JOB 1
Copy the named graph semantics email word for word, starting at "From: Alex Hall" and ending at "(IRI, graph) tuples.".
JOB 2
Continue the email on named graph semantics from the point where it stops.

PASSAGE
· · · · · · ·
Re: [Graphs] Proposal for Named Graph Semantics from Alex Hall on 2011-04-07 (public-rdf-wg@w3.org from April 2011)

From: Alex Hall <alexhall@revelytix.com>
Date: Thu, 7 Apr 2011 13:05:47 -0400
To: "Eric Prud'hommeaux" <eric@w3.org>
Cc: RDF WG <public-rdf-wg@w3.org>
Message-ID: <BANLkTi=1BpXimcKU9gV3siZtYZ5JG1tYow@mail.gmail.com>
On Thu, Apr 7, 2011 at 10:28 AM, Eric Prud'hommeaux <eric@w3.org> wrote:

> * Alex Hall <alexhall@revelytix.com> [2011-04-07 04:47-0400]
> > Here is a proposal of a semantics for named graphs in RDF.  My goals here
> > are to:
> > - Extend
> http://www.w3.org/2011/rdf-wg/wiki/TF-Graphs/RDF-Datasets-Proposal to
> > go beyond (IRI, graph) tuples.
> > - Give something that is formally defined enough to serve as a starting
> > point for discussion.
> > - Specify common semantics for multi-graph serialization formats, or at
> > least a starting point.
> > - Specify something that is flexible enough to satisfy applications that
> > want to treat named graphs as either g-snaps or g-boxes.
> >
> > Regarding g-boxes, I specifically want to avoid incorporating anything
> that
> > suggests time variance into the semantics, because specifying semantics
> for
> > temporal changes is explicitly out of scope for the existing RDF
> Semantics
> > document.
> >
> > Here goes...
> >
> > 1. Graph Identification
> > Let I be an IRI.  Define Graph(I) as a unary predicate such that Graph(I)
· · · · · · ·
INFORMATION GIVEN

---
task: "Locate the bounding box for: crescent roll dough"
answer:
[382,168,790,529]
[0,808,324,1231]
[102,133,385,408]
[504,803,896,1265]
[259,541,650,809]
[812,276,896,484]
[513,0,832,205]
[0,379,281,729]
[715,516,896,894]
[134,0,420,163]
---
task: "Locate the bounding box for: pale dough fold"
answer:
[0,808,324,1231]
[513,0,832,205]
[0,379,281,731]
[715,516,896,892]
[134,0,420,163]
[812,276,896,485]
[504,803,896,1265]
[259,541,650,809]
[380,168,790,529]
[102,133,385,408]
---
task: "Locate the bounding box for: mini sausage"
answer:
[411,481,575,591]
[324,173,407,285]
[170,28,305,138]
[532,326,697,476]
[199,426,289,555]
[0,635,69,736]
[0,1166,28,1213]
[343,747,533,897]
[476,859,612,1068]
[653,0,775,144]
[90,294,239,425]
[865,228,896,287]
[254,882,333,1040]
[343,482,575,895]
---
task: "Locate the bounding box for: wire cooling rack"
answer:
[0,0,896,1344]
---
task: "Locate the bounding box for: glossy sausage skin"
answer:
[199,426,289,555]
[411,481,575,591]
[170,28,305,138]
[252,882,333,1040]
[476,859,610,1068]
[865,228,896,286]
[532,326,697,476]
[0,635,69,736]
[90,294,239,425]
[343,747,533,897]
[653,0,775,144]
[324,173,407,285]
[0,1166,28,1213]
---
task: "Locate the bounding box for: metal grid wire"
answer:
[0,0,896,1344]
· · · · · · ·
TASK OUTPUT 1
From: Alex Hall <alexhall@revelytix.com>
Date: Thu, 7 Apr 2011 13:05:47 -0400
To: "Eric Prud'hommeaux" <eric@w3.org>
Cc: RDF WG <public-rdf-wg@w3.org>
Message-ID: <BANLkTi=1BpXimcKU9gV3siZtYZ5JG1tYow@mail.gmail.com>
On Thu, Apr 7, 2011 at 10:28 AM, Eric Prud'hommeaux <eric@w3.org> wrote:

> * Alex Hall <alexhall@revelytix.com> [2011-04-07 04:47-0400]
> > Here is a proposal of a semantics for named graphs in RDF.  My goals here
> > are to:
> > - Extend
> http://www.w3.org/2011/rdf-wg/wiki/TF-Graphs/RDF-Datasets-Proposal to
> > go beyond (IRI, graph) tuples.

TASK OUTPUT 2
> > implies that the resource identified by I is an RDF graph.  If desired,
> this
> > can be described easily enough in RDF by defining a new class rdfs:Graph
> and
> > mapping Graph(I) to the triple I rdf:type rdfs:Graph.
>
> Perhaps you didn't intend to take a position on this, but does
> "resource identified by I" imply http dererencing? I can think of
> three interpretations of Graph:
>
>  0a. Graph(I:IRI):Boolean = ∃ G:RDFGraph ∣ RDFParse(HTTPGet(I)) == G
>  0b. Graph(I:IRI):Boolean = ∃ G:RDFGraph ∣ m(I) == G, m a local map
>  0c. Graph(I:IRI):Boolean = ∃ G:RDFGraph ∣ M(I) == G, M an RDF-wide map
>

You're correct that I did not intend to take a position on HTTP
dereferencing.  My personal preference is against including that as part of
the spec.  It would be easy enough to specify HTTP dereferencing in 0a. as
an extension of the general mapping in 0b. by simply defining m(I) =
RDFParse(HTTPGet(I)).

I don't have a strong preference between 0b. and 0c. at the moment, so I'll
defer taking a position on this.


>
> Of course these definitions presume a position on whether two graphs
> with the same triples == each other. Perhaps "I is an RDF graph" says
> to use "is" and not "==".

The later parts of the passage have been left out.